Written task — Copy out the data below line for line, with no changes.
>> begin Entries provided
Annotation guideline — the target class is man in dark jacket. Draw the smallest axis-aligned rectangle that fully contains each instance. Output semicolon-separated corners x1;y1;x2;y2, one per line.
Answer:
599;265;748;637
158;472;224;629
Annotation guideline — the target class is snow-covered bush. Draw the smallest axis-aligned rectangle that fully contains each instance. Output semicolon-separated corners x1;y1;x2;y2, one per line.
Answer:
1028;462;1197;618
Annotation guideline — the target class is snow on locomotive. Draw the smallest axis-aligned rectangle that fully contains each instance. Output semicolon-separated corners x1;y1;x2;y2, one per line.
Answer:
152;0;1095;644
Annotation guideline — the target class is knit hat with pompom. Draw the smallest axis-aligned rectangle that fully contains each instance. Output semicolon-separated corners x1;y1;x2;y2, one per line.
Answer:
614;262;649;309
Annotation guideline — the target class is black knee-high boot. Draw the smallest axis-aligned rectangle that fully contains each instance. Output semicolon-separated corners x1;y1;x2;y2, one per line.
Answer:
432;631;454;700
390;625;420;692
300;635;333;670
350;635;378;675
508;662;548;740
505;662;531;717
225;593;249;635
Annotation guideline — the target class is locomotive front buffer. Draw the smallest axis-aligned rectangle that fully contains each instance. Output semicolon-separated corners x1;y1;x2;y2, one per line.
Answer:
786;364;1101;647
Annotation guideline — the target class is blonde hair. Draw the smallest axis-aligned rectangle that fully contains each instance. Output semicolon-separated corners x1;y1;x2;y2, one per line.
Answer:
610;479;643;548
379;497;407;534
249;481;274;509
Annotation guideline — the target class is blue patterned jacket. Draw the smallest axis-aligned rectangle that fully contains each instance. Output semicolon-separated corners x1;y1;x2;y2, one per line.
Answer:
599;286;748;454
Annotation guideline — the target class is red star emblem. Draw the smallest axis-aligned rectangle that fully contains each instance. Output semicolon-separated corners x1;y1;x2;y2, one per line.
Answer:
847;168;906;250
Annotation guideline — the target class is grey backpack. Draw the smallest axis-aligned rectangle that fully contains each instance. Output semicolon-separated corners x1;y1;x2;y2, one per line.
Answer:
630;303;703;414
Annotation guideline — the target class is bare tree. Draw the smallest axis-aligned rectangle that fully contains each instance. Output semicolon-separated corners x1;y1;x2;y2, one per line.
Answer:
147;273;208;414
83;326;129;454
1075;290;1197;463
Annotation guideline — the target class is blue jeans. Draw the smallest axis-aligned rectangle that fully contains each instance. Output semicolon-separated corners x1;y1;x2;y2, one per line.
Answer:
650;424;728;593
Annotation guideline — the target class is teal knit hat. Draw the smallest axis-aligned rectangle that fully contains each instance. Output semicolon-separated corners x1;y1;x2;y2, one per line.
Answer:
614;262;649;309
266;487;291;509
>> end Entries provided
Worked answer —
Annotation guideline — the target class is man in dark jacket. Draw the smallest axis-aligned rectangle that fully contains each instance. Output semicolon-separated corners x1;y1;x2;y2, one per line.
Answer:
599;265;748;637
158;472;224;629
Annotation guideline — the target class is snow-covered bush. Draw the smallest axis-aligned rectangle that fully contains each instance. Output semicolon-separated corners x1;y1;x2;y2, one per line.
Answer:
1028;462;1197;618
Annotation guideline — the target class is snow on locomotive. Draw the smallest axis-aligned rectangle that fully contains each instance. Output semicolon-separated corners x1;y1;x2;y2, one per line.
Answer:
152;0;1095;644
Annotation guideline — the target class is knit hat with pompom. Draw the smallest axis-aligned rectangle that fully contains each instance. Output semicolon-separated corners x1;y1;x2;y2, one per line.
Answer:
614;262;649;309
Annotation guideline — the target class is black knee-high boot. Draw the smallest axis-aligned rectangle that fully contains each instance. Output semicolon-separated corners x1;y1;x2;y2, one per line.
Answer:
432;631;454;700
390;625;420;692
300;635;333;670
350;635;378;675
508;662;548;740
505;662;531;717
225;593;249;635
Annotation guideline — the target class is locomotive front buffer. Draw the smallest axis-aligned rectangle that fully contains each instance. Output semicolon-separated corners x1;y1;x2;y2, one per line.
Answer:
786;364;1101;647
Annotation guideline — the target class is blonde hair. Draw the smallest axis-aligned rectangle that fully contains each instance. Output semicolon-separated corners x1;y1;x2;y2, one per line.
Answer:
610;479;643;548
379;497;407;534
249;481;274;509
Annotation guideline — the target class is blue patterned jacket. Draw the smallest axis-aligned rectangle that fully contains each instance. Output semicolon-separated corners x1;y1;x2;y2, one per line.
Answer:
599;286;748;454
Annotation guideline — the target class is red star emblem. Draw the smallest axis-aligned rectangle that fully contains each instance. Output semicolon-separated corners x1;y1;x2;y2, one per line.
Answer:
847;168;906;250
Annotation guideline — the target class is grey backpack. Draw the smallest axis-aligned rectangle that fully contains each instance. Output semicolon-separated corners x1;y1;x2;y2, one per line.
Answer:
630;303;703;414
Annotation guideline — the target class is bare tree. Draw the smallest axis-aligned rectangle that fully contains each instance. Output semicolon-separated corners x1;y1;x2;y2, one per line.
Answer:
147;273;208;414
83;326;129;454
1075;290;1197;463
Annotation guideline — the target class is blue jeans. Draw the smallest axis-aligned rectangle that fully contains each instance. Output semicolon-separated corners x1;y1;x2;y2, one per line.
Answer:
650;424;728;593
Annotation guideline — the target class is teal knit hat. Draw the smallest axis-aligned rectangle that fully contains each instance. Output semicolon-separated corners x1;y1;x2;y2, one per line.
Answer:
614;262;649;309
266;487;291;509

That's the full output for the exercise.